═══ Texte source

Tragique et sublime.
Il y a de cela 50 ans, qui aurait pu imaginer que l’on devienne une légende avec un sampler ? Et qui aurait pu imaginer qu’il y aurait une légende absolue du sampler ?
Comment est-ce qu’une chambre d’hôpital est devenue le théâtre de l’oeuvre indépassable du sampling ? Comment avec une simple MPC en recyclant des sons, James Yancey que l’histoire retient sous le nom de J. Dilla a-t-il pu créer une œuvre aussi fournie et foisonnante que Donuts ?
C’est une histoire aussi belle qu’elle est tragique, l’histoire d’un disque enregistré sur un lit de mort, pour rester à jamais dans l’histoire, la grande. Cette histoire c’est celle de J. Dilla et de son dernier disque, Donuts.
Ce disque a une importance particulière, car il vient clore l’immense carrière d’un musicien qui s’est pourtant éteint à l’âge de 32 ans seulement.
Avant ce disque, J. Dilla, autrefois appelé Jay Dee, était déjà rentré dans l’histoire du hip-hop, en produisant des morceaux pour The Pharcyde, A Tribe Called Quest, Busta Rhymes, De La Soul et en épaulant sa formation historique de Détroit : Slum Village.
Dans un second temps il avait travaillé avec The Roots, D’angelo, Erykah Baduh… et puis il s’est lié d’amitié avec l’autre génie absolu du sample, Madlib, pour le projet commun Jaylib.

══════

■ **Exercice 1**
D'après le texte sur J. Dilla, à quel âge ce musicien s'est-il éteint ?
■ **Exercice 2**
Poursuivez le texte sur J. Dilla après sa dernière phrase.
Le matériel ci-dessous provient d'une autre source que le texte sur J. Dilla.

═══ Données affichées

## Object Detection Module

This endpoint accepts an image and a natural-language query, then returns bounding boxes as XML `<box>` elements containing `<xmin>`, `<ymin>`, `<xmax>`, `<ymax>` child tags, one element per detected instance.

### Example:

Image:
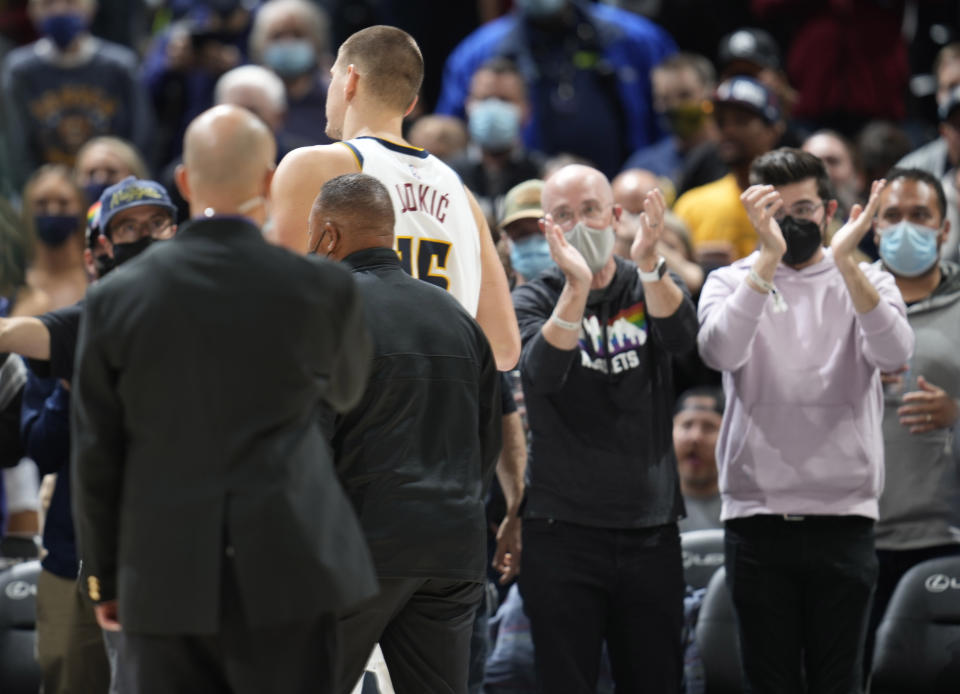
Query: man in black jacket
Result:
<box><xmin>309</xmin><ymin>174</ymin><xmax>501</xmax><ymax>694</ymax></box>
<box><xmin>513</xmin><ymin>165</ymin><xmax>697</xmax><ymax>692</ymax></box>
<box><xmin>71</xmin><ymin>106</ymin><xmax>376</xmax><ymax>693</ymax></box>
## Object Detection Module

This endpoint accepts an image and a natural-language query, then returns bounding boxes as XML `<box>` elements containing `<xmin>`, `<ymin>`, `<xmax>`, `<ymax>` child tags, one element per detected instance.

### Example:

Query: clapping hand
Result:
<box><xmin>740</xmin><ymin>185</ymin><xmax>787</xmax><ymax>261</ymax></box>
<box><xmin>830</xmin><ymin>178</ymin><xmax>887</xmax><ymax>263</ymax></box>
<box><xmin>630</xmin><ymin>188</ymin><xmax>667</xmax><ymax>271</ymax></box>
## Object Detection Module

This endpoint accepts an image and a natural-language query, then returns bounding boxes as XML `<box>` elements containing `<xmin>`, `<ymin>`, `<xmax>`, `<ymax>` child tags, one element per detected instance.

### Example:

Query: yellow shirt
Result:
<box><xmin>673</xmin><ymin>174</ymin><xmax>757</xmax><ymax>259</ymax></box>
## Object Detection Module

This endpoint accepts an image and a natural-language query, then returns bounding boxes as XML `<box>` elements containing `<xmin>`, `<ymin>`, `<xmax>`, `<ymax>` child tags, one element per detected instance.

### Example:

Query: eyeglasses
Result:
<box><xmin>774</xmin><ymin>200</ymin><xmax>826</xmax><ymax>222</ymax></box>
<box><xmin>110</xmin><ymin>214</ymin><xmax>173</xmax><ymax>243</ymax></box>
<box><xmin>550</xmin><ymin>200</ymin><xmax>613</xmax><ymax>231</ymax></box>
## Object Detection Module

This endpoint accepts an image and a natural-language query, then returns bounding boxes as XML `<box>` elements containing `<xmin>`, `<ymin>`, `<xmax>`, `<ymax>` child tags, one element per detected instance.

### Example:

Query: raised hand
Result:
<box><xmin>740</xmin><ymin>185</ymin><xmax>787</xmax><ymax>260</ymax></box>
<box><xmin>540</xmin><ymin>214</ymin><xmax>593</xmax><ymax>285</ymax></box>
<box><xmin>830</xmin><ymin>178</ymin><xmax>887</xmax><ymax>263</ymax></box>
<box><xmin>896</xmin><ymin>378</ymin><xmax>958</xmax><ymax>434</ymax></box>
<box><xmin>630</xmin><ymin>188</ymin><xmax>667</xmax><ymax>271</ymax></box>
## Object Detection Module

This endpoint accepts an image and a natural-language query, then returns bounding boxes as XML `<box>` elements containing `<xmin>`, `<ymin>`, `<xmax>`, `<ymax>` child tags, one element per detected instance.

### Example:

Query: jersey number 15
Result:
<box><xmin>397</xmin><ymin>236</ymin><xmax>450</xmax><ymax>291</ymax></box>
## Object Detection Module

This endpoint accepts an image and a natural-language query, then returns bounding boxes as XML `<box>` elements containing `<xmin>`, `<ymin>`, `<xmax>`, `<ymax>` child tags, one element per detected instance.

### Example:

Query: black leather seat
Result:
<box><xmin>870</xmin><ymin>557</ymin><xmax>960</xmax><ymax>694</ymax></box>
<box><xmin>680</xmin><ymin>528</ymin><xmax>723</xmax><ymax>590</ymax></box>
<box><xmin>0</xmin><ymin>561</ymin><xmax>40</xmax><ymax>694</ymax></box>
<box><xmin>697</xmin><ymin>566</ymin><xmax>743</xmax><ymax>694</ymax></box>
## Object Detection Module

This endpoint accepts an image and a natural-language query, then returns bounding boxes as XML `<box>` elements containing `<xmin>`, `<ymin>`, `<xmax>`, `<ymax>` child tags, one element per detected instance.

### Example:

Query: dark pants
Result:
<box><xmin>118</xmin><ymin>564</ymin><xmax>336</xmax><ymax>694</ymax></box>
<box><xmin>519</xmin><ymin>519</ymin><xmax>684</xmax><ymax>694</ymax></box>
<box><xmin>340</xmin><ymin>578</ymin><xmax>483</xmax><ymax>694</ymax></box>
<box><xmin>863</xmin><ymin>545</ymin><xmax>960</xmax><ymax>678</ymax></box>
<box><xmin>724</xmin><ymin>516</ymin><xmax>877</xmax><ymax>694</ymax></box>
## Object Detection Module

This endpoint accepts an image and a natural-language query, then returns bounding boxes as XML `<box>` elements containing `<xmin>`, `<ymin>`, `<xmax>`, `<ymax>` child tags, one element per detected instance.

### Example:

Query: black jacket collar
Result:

══════
═══ Données affichées

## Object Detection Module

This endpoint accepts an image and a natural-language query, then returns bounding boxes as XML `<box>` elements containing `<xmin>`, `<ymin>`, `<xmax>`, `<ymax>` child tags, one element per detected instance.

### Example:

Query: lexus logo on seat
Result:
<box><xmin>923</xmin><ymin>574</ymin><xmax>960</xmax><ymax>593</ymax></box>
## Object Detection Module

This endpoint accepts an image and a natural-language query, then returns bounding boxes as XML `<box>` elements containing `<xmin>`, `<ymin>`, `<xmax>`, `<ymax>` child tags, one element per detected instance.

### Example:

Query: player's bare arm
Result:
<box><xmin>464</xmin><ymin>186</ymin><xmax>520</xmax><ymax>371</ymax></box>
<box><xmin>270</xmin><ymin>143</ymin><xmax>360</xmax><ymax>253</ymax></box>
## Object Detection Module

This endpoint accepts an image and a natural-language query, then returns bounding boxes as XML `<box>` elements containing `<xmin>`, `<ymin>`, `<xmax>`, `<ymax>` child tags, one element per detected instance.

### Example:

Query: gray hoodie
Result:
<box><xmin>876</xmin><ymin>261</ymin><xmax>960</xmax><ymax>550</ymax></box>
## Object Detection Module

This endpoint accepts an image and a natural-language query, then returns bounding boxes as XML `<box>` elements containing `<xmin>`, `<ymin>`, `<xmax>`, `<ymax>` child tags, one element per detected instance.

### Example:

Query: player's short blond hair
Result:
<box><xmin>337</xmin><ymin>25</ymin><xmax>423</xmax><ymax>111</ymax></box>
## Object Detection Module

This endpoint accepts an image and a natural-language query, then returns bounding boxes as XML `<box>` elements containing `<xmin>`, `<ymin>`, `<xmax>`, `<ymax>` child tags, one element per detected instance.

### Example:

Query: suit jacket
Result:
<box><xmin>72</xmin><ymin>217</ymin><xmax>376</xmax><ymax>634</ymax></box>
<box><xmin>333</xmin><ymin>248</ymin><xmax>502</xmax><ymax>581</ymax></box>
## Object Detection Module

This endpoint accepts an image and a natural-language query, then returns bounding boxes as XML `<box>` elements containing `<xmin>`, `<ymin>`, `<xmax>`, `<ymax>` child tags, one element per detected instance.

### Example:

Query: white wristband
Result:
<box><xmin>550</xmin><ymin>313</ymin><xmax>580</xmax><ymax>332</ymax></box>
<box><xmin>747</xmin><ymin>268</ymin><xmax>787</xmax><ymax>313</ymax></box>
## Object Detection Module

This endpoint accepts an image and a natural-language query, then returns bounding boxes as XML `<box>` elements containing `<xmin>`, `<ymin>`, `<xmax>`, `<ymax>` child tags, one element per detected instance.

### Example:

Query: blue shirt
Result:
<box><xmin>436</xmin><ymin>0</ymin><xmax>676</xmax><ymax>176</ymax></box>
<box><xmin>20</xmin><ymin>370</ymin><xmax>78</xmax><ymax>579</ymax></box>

══════

■ **Corrigé 1**
À 32 ans.

■ **Corrigé 2**
Mais l’oeuvre ultime paraît le 7 février 2006, 3 jours après la mort de son créateur, d’un arrêt cardiaque. Cette œuvre c’est Donuts, la seule chose qui soit sortie de la souffrance de cette chambre d’hôpital.
C’est en 2005 que J. Dilla éprouve son premier séjour à Cedars Sinai, un hôpital de LA célèbre dans le hip hop américain pour avoir accueilli Eazy E et Notorious Big entre autres. LA, Jay Dee y vit depuis presque deux ans, du fait d’une fuite à Détroit qui a détruit tout son matériel, de sa volonté de collaborer étroitement avec Madlib mais aussi le double diagnostic de Purpura thrombotique thrombocytopénique, une maladie rare du sang et d’un lupus…
Dans sa chambre d’hôpital, Dilla est seul avec sa mère, seul avec l’idée de sa mort imminente, avec ses ambitions pour un disque qui aura le rôle de testament. À cette période de sa vie, sa relation étroite avec Madlib le pousse hors des samples en 4 temps pensés pour des rappeurs. Orienté vers une musique nettement plus instrumentale et expérimentale, Dilla peaufine un style de sampling qui devient une véritable identité musicale. Dilla sait ce qu’il veut démontrer : que personne ne sait travailler un sample comme lui.
Et pour le prouver, pas d’artifice. Armé d’une simple MPC, d’un ordinateur, d’une platine et de 45 tours, Dilla revient à l’essentiel et le sublime, il boucle, échantillonne, chaque jour. Alors que son corps se désagrège de jours en jours, Dilla n’a de cesse de travailler, sa mère lui masse les doigts lorsque ceux-ci sont endoloris.
Il en résulte 31 morceaux, dont un seul dépasse les 2 minutes. Autant d’estampes qui sont des manifestes de comment faire sonner une MPC. Des collages où rien n’est aléatoire. Une œuvre où tout est pensé et qui aura un impact colossal sur les producteurs, déclenchant une ère post-Dilla, où beaucoup de musiciens tenteront de sonner comme lui.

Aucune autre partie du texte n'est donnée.